TEXT:
####################

Wow, is Ancestry DNA’s new policy to cut matches ever bad! If you’re a foster, foundling, adoptee, or of mixed ethnicity, you need EVERY MATCH to triangulate and find clues through fallen branch trees.
A centimorgan (cM) is a unit of measure in DNA. The greater the number of centimorgans you share with someone, the more closely (or endogamously) related you are.
GEDmatch, a scientific DNA comparison website run by Parabon Labs, accepts all matches 7cM and above as valid. In early August, Ancestry is cutting all matches below 8cM from all DNA accounts. And yet, on June 3rd, Ancestry’s CEO wrote this: “An important part of improving our inclusivity is how we run our company and ensure a diverse set of perspectives is incorporated into everything we do. We have learned from our own missteps along the way and the feedback we have received has helped us take action. People are at the heart of all we do – and ensuring an inclusive workforce is an important foundation. We have been assessing all of our core human resource processes and working to ensure that Inclusion & Diversity best practices are woven into every step — from the way we hire, develop, promote, and pay our employees. We’ve also created an intercultural advisory council of experts internally and externally to review every new product, marketing campaign and program to ensure that what we do is as culturally sensitive as possible. It’s unearthing sometimes complex and difficult discussions – and it’s making us better.”
That’s funny. NO BLACK RESEARCHERS WERE CONSULTED ABOUT THE EFFECTS OF THIS NEW POLICY.
So, now we act. How can you retain these low-cM matches?
- Color-code ALL of your matches. If you don’t have specifics, be trite and mark all on your mother’s side pink and all on your father’s side blue. (Ugh, I know. Cue the groans.) If you have no idea where a person fits at all, create a new category called UNKNOWN and mark matches with that. But be sure to mark ALL matches.
- Message ALL of your important matches. It needn’t be a deep missive – just say “we’re cousins, and with AncestryDNA’s new policy, I wanted to make sure not to lose you.”
- Download ALL of your matches as a spreadsheet – I will be making a how-to video and posting it here, via YouTube, in the next few days.
- Email, call, tweet & otherwise message Ancestry and AncestryDNA that this policy will damage your work. This a privileged and destructive policy. Tell them to put action where their effusive pro-BLM words were on June 3rd, and to hire Black genealogists IMMEDIATELY. Tell them to add color to their board IMMEDIATELY. Pretty words and symbols are fine, but actions speak louder. This decision was taken without ANY input from the many fine Black genealogists who could have offered perspective.
Make no mistake: THIS IS TONE-DEAF, DESTRUCTIVE NONSENSE. WE MUST FIGHT BACK.

####################

RECORDED DATA:
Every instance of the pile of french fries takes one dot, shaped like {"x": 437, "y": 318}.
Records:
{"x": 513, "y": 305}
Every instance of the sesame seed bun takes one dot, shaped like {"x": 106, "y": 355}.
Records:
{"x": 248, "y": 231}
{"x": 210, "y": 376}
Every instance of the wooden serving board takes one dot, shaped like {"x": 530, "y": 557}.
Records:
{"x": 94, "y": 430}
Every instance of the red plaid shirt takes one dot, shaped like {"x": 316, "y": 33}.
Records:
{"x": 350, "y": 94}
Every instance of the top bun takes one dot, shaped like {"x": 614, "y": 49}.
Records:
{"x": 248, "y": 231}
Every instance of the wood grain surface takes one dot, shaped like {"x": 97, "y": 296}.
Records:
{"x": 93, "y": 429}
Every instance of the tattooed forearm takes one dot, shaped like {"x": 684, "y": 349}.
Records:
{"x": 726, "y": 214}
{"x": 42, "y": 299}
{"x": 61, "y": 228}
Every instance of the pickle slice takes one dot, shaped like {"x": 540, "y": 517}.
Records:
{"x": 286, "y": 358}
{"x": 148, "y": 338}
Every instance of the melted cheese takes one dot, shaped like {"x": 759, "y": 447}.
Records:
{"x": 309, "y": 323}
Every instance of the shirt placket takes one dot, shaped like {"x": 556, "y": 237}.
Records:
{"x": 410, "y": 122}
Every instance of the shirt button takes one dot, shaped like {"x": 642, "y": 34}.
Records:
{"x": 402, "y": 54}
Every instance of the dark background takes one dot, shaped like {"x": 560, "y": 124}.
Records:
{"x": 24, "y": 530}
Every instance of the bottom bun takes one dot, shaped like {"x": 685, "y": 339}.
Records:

####################

WORK ORDER A:
Using the text on Ancestry DNA's match policy, answer the following:
(i) Which matches does GEDmatch accept as valid?
(ii) Below what size is Ancestry cutting matches, and when?
(iii) What category name does the text suggest for matches whose place in the tree is entirely unclear?
WORK ORDER B: Extract the stretch of the text on Ancestry DNA's match policy from "- Email, call, tweet" through "have offered perspective.".

ANSWER A:
(i) All matches of 7cM and above.
(ii) Below 8cM, in early August.
(iii) UNKNOWN.

ANSWER B:
- Email, call, tweet & otherwise message Ancestry and AncestryDNA that this policy will damage your work. This a privileged and destructive policy. Tell them to put action where their effusive pro-BLM words were on June 3rd, and to hire Black genealogists IMMEDIATELY. Tell them to add color to their board IMMEDIATELY. Pretty words and symbols are fine, but actions speak louder. This decision was taken without ANY input from the many fine Black genealogists who could have offered perspective.